**Stated task 1**
From the records, give as a numbered list the lines beginning with the line that contains "Return the mask of every instance of the hanging" and ending with the line that contains "270L792 266L743 285L714", both included, with blank lines omitted. Leave the pictures out of the answer.

**Excerpted text**
* * * * * * *

The muted American response to Russia’s invasions of Ukraine could have consequences far beyond Eastern Europe, according to security analysts who fear the crisis may discourage countries in the future from swearing off nuclear weapons like Kiev did in a 1994 treaty.
Three years after the Soviet Union’s breakup, newly independent Ukraine was compelled by the three nuclear superpowers to enter into the Budapest Memorandum on Security Assurances, a treaty that guaranteed its signatories would respect the “territorial integrity or political independence of Ukraine” and “seek immediate U.N. Security Council action” if the country should face an “act of aggression in which nuclear weapons are used.”
Although the agreement only requires the signatories take immediate action if Ukraine is threatened with nuclear weapons, foreign policy and Russian experts say U.S. inaction risks signaling to countries like Iran, Pakistan and North Korea that their sovereignty could be at risk without a nuclear arsenal.

* * * * * * *

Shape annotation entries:

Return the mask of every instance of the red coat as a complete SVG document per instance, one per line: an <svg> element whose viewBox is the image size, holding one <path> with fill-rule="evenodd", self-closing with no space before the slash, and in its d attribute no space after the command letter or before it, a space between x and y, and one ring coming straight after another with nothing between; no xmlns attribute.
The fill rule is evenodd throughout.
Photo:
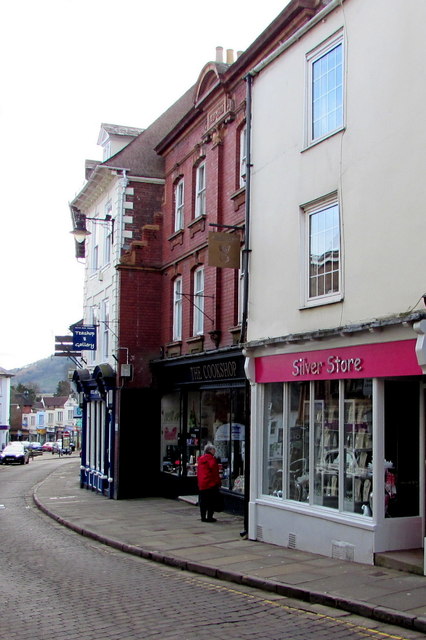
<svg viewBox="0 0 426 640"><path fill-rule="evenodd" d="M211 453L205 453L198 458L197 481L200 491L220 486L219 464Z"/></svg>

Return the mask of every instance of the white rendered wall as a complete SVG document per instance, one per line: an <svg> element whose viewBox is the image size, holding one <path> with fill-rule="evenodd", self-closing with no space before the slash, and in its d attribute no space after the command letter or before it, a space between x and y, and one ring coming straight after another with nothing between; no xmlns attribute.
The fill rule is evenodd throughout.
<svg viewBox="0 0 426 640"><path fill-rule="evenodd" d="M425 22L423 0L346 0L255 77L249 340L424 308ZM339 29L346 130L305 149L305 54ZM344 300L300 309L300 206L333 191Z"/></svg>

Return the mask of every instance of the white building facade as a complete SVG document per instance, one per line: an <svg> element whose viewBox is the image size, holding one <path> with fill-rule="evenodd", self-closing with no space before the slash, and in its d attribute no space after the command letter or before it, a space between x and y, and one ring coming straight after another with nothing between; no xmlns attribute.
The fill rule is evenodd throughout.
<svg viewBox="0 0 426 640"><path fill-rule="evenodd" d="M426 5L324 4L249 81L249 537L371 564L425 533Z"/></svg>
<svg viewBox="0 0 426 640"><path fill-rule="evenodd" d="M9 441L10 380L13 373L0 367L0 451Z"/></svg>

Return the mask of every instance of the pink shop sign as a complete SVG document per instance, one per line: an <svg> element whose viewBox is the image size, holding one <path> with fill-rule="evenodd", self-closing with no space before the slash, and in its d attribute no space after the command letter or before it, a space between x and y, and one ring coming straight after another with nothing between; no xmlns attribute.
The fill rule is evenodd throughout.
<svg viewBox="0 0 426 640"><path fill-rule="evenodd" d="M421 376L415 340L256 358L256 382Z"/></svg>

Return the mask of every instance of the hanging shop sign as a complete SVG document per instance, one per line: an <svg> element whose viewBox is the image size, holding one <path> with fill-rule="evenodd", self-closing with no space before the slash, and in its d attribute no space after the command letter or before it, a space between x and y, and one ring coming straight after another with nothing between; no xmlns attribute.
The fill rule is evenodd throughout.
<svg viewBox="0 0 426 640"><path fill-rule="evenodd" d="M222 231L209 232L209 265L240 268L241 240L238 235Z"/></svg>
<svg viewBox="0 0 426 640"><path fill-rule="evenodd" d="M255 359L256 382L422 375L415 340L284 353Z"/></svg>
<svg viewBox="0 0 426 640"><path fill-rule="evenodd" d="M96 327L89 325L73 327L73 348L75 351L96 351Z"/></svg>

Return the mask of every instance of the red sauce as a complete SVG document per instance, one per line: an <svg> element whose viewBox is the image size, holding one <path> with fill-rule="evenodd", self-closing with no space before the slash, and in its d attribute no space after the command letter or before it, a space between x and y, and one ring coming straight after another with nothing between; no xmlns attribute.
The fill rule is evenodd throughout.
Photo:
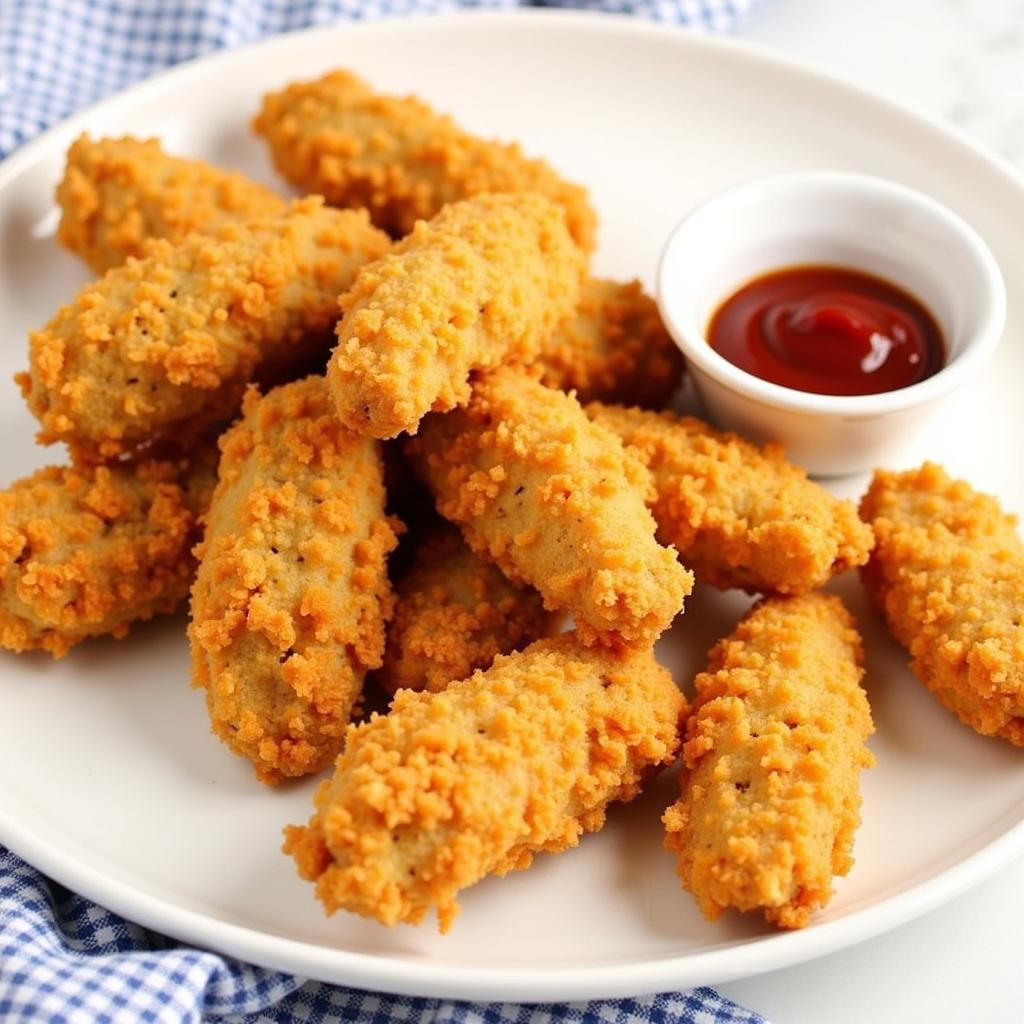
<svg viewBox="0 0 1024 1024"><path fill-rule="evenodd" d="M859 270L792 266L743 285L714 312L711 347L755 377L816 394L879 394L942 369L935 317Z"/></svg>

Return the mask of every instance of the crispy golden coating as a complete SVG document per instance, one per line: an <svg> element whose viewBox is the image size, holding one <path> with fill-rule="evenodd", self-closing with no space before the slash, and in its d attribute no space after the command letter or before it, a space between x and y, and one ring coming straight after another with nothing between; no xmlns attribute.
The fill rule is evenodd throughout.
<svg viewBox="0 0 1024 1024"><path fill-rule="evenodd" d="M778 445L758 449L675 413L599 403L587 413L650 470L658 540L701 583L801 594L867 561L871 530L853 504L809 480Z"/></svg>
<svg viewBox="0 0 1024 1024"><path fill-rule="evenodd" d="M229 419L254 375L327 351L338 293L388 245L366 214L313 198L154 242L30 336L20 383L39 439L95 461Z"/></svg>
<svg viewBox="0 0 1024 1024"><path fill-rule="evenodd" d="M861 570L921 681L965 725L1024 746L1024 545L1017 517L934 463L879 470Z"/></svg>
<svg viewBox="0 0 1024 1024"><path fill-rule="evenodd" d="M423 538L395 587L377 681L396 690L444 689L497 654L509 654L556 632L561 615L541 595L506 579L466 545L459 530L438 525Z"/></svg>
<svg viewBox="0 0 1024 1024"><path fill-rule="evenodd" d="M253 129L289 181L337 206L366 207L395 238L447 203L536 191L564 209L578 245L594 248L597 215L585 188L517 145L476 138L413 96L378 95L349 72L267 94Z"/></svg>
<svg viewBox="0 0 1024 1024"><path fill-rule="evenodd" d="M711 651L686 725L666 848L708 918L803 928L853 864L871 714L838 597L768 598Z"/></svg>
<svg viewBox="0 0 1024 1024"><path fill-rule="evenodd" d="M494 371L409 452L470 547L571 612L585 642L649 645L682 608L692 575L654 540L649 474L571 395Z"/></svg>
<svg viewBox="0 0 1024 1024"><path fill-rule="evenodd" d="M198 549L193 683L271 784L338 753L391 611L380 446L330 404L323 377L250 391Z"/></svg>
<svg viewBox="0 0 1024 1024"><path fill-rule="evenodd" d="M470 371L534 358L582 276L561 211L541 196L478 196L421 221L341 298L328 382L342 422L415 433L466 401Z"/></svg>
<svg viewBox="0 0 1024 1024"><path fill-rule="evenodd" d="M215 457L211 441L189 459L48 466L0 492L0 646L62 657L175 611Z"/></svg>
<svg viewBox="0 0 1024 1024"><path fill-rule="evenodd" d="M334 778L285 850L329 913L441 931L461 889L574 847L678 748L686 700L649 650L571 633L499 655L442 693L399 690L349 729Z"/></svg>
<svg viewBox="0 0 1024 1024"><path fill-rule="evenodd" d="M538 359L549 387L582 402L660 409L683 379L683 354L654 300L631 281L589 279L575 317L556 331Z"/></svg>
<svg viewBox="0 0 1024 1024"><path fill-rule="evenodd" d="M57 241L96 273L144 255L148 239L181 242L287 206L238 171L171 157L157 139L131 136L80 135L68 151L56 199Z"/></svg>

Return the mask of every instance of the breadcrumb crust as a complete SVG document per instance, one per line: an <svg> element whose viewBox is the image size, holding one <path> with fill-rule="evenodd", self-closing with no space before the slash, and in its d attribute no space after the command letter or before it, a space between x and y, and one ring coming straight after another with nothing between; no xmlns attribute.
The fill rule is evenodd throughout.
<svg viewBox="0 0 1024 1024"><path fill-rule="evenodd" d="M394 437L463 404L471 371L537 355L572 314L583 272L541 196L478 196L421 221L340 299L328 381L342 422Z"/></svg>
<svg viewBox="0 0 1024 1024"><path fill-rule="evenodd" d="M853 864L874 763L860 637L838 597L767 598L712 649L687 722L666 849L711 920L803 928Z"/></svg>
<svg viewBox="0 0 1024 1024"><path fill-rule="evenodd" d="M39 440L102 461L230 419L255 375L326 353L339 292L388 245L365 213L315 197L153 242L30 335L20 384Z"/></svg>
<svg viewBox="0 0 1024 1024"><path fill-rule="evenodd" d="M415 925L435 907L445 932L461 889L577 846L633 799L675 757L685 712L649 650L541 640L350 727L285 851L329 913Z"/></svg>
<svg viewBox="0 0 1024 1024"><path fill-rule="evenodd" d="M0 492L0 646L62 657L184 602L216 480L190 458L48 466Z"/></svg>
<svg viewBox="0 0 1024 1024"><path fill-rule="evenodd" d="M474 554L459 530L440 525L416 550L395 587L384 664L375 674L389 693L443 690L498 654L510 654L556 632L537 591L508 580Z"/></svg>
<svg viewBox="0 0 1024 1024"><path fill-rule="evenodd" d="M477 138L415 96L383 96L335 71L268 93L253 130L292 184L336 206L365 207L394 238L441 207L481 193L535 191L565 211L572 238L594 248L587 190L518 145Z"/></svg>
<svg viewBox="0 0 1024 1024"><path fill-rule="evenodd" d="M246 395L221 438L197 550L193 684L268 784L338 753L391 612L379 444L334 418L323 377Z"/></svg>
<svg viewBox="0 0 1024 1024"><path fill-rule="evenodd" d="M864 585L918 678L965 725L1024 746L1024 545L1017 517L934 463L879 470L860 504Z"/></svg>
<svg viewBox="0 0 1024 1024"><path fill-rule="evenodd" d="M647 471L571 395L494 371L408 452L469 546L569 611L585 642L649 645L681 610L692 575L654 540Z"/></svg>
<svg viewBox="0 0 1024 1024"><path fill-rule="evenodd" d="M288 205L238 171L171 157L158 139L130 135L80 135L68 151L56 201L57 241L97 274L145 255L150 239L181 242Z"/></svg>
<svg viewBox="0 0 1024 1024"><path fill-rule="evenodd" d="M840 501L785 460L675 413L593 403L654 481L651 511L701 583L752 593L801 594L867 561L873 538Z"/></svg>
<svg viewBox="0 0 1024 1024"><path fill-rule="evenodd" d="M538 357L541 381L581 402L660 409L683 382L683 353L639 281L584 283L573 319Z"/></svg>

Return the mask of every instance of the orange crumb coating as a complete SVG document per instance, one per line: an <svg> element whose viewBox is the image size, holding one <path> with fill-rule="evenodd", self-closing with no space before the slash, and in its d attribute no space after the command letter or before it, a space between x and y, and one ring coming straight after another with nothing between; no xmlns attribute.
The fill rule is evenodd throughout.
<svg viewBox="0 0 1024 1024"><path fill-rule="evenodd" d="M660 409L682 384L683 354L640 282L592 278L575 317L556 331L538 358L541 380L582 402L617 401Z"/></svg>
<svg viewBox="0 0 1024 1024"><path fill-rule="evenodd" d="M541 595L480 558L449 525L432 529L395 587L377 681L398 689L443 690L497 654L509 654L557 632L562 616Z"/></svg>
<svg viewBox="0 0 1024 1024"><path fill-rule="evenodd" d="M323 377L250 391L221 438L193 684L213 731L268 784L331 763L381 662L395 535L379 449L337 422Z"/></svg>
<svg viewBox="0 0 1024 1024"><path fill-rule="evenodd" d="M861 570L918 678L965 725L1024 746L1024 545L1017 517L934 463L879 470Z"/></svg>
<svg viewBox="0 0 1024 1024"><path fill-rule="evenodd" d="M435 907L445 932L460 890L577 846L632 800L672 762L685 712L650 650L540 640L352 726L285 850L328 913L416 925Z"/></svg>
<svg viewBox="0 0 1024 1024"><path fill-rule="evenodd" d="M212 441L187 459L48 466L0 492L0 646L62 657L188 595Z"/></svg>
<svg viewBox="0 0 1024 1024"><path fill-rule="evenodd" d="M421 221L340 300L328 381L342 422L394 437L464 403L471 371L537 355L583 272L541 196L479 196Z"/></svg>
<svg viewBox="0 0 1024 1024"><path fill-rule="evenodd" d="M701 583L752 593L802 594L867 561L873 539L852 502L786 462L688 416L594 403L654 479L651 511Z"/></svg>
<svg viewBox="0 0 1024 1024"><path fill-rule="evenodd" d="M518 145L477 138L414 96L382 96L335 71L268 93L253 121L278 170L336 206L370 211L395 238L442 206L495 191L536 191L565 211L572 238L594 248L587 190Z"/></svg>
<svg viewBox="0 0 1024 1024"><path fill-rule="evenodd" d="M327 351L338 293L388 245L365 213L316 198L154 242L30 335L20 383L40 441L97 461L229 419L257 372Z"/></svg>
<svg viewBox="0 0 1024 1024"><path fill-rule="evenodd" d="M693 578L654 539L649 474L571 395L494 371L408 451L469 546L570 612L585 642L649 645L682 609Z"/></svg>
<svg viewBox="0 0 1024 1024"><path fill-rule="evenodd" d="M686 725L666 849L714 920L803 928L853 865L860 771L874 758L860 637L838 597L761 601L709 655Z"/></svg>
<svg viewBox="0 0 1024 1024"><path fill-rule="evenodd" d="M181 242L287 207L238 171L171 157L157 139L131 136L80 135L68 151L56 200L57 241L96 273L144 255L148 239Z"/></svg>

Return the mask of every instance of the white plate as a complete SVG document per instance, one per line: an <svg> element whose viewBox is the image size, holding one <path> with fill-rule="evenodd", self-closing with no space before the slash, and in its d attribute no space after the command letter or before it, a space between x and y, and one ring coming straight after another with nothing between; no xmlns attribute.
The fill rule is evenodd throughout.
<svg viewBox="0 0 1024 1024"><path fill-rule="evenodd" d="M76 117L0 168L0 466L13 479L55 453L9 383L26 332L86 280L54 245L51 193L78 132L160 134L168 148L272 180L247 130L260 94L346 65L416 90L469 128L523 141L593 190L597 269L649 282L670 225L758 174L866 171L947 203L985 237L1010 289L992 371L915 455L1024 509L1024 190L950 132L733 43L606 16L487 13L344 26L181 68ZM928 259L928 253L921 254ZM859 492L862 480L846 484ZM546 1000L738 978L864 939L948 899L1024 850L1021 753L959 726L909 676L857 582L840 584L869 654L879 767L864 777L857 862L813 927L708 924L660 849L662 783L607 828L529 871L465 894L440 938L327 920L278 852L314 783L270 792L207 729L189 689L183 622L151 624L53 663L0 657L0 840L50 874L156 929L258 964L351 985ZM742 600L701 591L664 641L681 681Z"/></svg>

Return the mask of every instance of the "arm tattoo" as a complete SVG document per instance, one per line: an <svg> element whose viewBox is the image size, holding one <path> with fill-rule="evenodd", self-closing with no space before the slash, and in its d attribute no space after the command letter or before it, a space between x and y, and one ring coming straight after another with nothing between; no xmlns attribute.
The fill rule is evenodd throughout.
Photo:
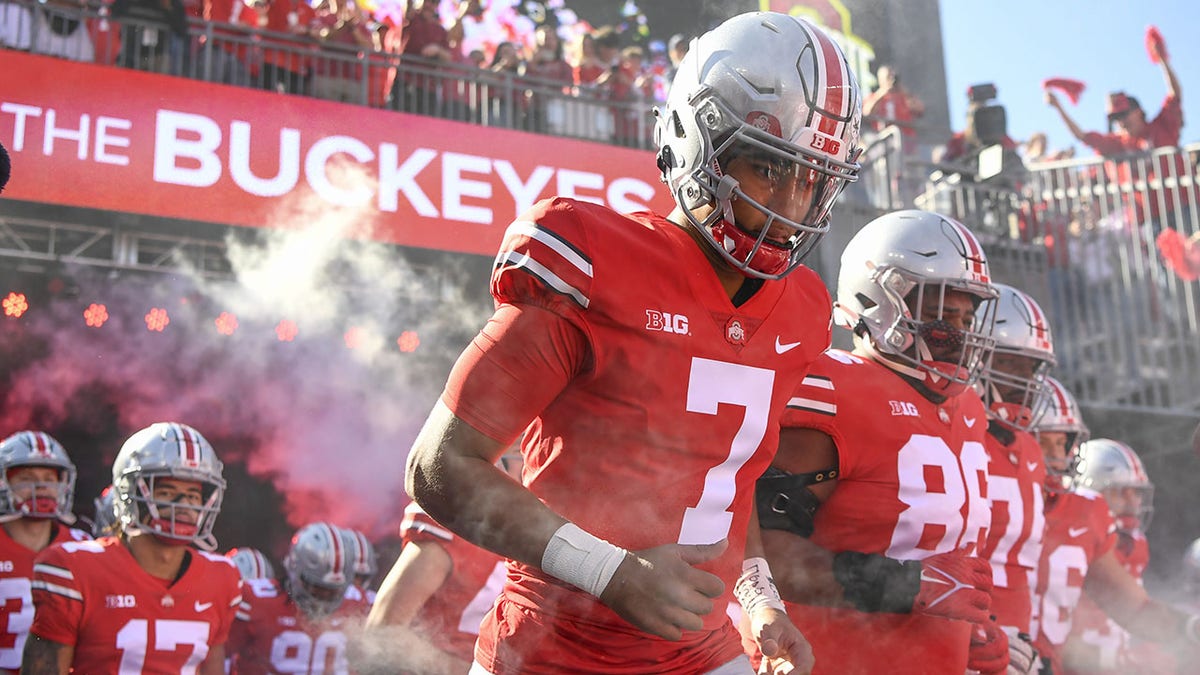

* * * * * * *

**Stated task 2**
Take the article on the U.S. response to Russia's invasions of Ukraine further from its final sentence.

**Task answer 1**
1. Return the mask of every instance of the hanging shop sign as a complete SVG document per instance, one per line: an <svg> element whose viewBox is the image size, holding one <path> with fill-rule="evenodd", self-closing with no space before the slash, and in its d attribute no space after the command letter or before it, a space between x and y, and one ring coming straight after another with nothing between; no xmlns attribute.
2. The fill rule is evenodd throughout.
3. <svg viewBox="0 0 426 640"><path fill-rule="evenodd" d="M222 231L209 232L209 265L240 268L241 240L238 235Z"/></svg>
4. <svg viewBox="0 0 426 640"><path fill-rule="evenodd" d="M255 359L256 382L422 375L415 340L284 353Z"/></svg>
5. <svg viewBox="0 0 426 640"><path fill-rule="evenodd" d="M96 327L89 325L73 327L73 348L75 351L96 351Z"/></svg>
6. Return the mask of every instance of the red sauce as a complete SVG document per instance, one per line: an <svg> element whose viewBox is the image size, holding one <path> with fill-rule="evenodd", self-closing with no space before the slash, and in its d attribute no space after the command letter or before it, a space between x and y, and one ring coming straight after another with nothing between; no xmlns attribute.
7. The fill rule is evenodd throughout.
8. Photo:
9. <svg viewBox="0 0 1024 1024"><path fill-rule="evenodd" d="M859 270L792 266L743 285L714 312L711 347L755 377L816 394L879 394L942 369L935 317Z"/></svg>

**Task answer 2**
“Arms reduction should be a policy in consideration for all nations that have them. But I don’t think that’s the reason that Ukraine is experiencing the problems it is having,” said Brad Blakeman, a former adviser to President George W. Bush and former president of the national security group Freedom’s Watch. “The reason is a weak America and a Cold War relationship with Putin where there is neither respect nor fear of the United States.
“The U.S. has no credibility. Why would anyone enter into an agreement with us now?” he asked.
Stephen Blank, a senior fellow at the American Foreign Policy Council who specializes in Russian affairs and international security, agreed.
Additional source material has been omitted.